▸ Что требуется:
1. Воспроизведите без изменений фрагмент интервью с директором фонда V-A-C между словами «В Лондоне открылась» и «с Терезой Мавикой.», включая их самих.
2. Напишите продолжение интервью с директором фонда V-A-C, начиная сразу после последнего приведенного в нем предложения.

«Наш проект — это та Россия, про которую Запад забыл»

Тереза Иароччи Мавика о планах фонда V-A-C и будущем русского искусства

Директор фонда V-A-C Тереза Иароччи Мавика привыкла жить между Москвой, Венецией, Лондоном, Парижем и Амстердамом и успевать заниматься сразу несколькими глобальными проектами фонда. О них, а также о молодом русском искусстве, сотрудничестве с Ренцо Пьяно и щедрости с Терезой Мавикой поговорила ЕКАТЕРИНА КИБОВСКАЯ.

Тереза Иароччи Мавика

Фото: Архив пресс-службы

В Лондоне открылась международная перформативная программа V-A-C Live — плод коллективных усилий фонда V-A-C и галереи Whitechapel. Серия мероприятий под общим названием Cabaret Kultura включает в себя три вечера перформансов — 15, 16 и 17 сентября. В них участвуют молодые российские художники (Евгений Антуфьев, Александра Галкина, Сергей Сапожников, Саша Пирогова, Алевтина Кахидзе, музыкант Александр Селиванов и танцовщик Александр Кислов), международный тяжеловес-визионер Уильям Кентридж, а также авангардный театр «Ахе» из Санкт-Петербурга. Сильнейший состав участников делает эту экспериментальную программу исключительной — и в этом немало заслуг фонда V-A-C и его директора Терезы Иароччи Мавики. По просьбе “Ъ-Lifestyle” комиссар биеннале молодого искусства Екатерина Кибовская встретилась с Терезой Мавикой.

— Тереза, предлагаю заказать эспрессо — я вспоминаю наш с вами разговор про то, что итальянцы не понимают, как можно пить американо, — и поговорить о кабаре, а также о деятельности вашего фонда.

— Да-да, те, кто знаком со мной, знают, что кофе для меня — вопрос религии. (Смеется.) Если говорить о Cabaret Kultura, то мы запускаем большую совместную программу с галереей Whitechapel, которая будет длиться пять лет. Начинаем с трехдневной встречи русских и нерусских художников — это как раз и будет наше кабаре. В числе участников — Уильям Кентридж, у которого в Whitechapel в сентябре пройдет ретроспектива.

▸ Представленные данные:
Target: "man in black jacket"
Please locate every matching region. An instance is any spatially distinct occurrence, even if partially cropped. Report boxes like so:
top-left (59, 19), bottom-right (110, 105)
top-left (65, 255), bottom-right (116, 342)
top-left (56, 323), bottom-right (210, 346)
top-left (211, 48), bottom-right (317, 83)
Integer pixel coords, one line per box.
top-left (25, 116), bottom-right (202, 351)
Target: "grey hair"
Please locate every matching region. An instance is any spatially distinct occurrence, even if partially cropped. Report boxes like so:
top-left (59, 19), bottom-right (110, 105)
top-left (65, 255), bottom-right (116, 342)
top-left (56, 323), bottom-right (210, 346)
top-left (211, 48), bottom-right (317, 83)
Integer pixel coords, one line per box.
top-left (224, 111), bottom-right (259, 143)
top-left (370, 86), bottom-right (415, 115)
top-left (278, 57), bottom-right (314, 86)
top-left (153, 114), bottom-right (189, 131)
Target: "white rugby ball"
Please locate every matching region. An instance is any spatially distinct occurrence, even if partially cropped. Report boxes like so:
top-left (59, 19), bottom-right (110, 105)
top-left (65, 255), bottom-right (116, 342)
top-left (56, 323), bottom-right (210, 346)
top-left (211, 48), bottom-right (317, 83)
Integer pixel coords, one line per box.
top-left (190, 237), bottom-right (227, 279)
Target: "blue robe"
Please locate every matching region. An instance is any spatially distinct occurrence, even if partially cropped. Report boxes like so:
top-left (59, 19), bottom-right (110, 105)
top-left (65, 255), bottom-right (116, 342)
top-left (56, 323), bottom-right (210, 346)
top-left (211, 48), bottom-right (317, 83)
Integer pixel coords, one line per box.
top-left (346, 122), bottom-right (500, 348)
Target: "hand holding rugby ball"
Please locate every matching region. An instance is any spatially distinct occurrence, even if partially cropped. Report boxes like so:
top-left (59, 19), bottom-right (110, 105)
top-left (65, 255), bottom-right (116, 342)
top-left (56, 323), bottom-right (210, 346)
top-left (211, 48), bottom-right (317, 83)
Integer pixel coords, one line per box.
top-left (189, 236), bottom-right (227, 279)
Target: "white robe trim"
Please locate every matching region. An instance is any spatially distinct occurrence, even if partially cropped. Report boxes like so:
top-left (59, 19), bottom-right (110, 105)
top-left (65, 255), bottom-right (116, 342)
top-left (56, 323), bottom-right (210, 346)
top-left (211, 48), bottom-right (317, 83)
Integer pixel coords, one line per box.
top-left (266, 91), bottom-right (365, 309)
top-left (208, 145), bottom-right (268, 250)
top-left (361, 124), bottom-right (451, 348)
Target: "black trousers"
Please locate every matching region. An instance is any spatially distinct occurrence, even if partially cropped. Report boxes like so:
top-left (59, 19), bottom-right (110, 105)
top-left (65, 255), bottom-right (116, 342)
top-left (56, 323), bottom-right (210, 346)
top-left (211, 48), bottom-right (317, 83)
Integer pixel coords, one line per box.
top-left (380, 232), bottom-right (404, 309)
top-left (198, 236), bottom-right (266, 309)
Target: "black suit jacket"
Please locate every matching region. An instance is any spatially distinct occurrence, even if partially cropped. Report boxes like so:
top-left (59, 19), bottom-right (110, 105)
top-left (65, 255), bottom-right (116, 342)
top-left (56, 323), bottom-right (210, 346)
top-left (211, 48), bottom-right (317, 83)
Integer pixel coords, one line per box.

▸ Ответы:
1.
В Лондоне открылась международная перформативная программа V-A-C Live — плод коллективных усилий фонда V-A-C и галереи Whitechapel. Серия мероприятий под общим названием Cabaret Kultura включает в себя три вечера перформансов — 15, 16 и 17 сентября. В них участвуют молодые российские художники (Евгений Антуфьев, Александра Галкина, Сергей Сапожников, Саша Пирогова, Алевтина Кахидзе, музыкант Александр Селиванов и танцовщик Александр Кислов), международный тяжеловес-визионер Уильям Кентридж, а также авангардный театр «Ахе» из Санкт-Петербурга. Сильнейший состав участников делает эту экспериментальную программу исключительной — и в этом немало заслуг фонда V-A-C и его директора Терезы Иароччи Мавики. По просьбе “Ъ-Lifestyle” комиссар биеннале молодого искусства Екатерина Кибовская встретилась с Терезой Мавикой.

2.
Если бы мы решили построить музей для хранения своих частных коллекций, мы бы обратились к какому-то другому архитектору. Но здесь не тот случай: мы создаем общественное пространство

— Один из моих любимейших художников. Я была на его ретроспективе в MoMA в Нью-Йорке, тогда же он представил оперу «Нос» на музыку Шостаковича в Метрополитен-опере. Это было грандиозно.

— И вы знаете, насколько для него важна Россия? Когда мы ему предложили стать одним из участников нашего кабаре, он заявил, что хочет пробыть с нами все три вечера. И он будет работать с русскими художниками. Не хочу хвастаться, но это очень интересная программа. Здесь открываются совсем новые горизонты.

— Как вы отбирали русских художников?

— Наша кураторская группа работала с группой кураторов Whitechapel: они изучали портфолио очень многих русских художников, не только тех, кто занимается визуальными искусствами, но и тех, кто связан с театром и музыкой. Когда директор музея Ивона Блазвик — а Whitechapel, на минуточку, является вторым по важности музеем для британской индустрии современного искусства — обсуждала идею кабаре, она вдруг неожиданно сказала: «Я знаю этого молодого художника из Ростова, не помню его имени, но помню, что он создает свои инсталляции из деревяшек, и это именно тот, кто нам нужен для строительства сцены». Представляете, она вспомнила художника из Ростова-на-Дону! Его зовут Сергей Сапожников, и пусть она забыла его имя, но память о его работе в ней сохранилась. Мы рассчитываем, что эти три вечера превратятся в самое настоящее кабаре, куда люди смогут просто зайти, посидеть за столом, выпить, посмотреть перформансы в исполнении молодых талантов.

Международная перформативная программа V-A-C Live

Фото: Архив Пресс-Службы

— А как вы распределяете время? У вас же проекты и в Москве, и в Венеции, сейчас в Лондоне...

— Недавно мой доктор спросила меня, удается ли мне поддерживать физическую активность. Я ответила, что, конечно, удается, ведь я постоянно спускаюсь и поднимаюсь по трапу самолета. (Смеется.) Сейчас очень насыщенное время. Я живу между Москвой, Венецией, Лондоном и Парижем. И еще Амстердамом, потому что в Амстердаме офис «Манифесты», а я у них числюсь в совете. Не доехала в этом году до Нью-Йорка... Чувствую, что уже скучаю по нему. Да и много чего пропустила за год. Но ничего страшного, я глубоко убеждена в том, что мы должны создавать будущее здесь и сейчас. Есть хорошее пересечение многих факторов. Есть интересные молодые люди и немолодые тоже, которые, чувствую, могут сделать что-то хорошее.

— Тереза, вы блистательно показываете то, какой на самом деле должна быть культурная политика. В следующем году вы откроете представительство фонда в Венеции — и это будет, конечно, новый уровень международных отношений.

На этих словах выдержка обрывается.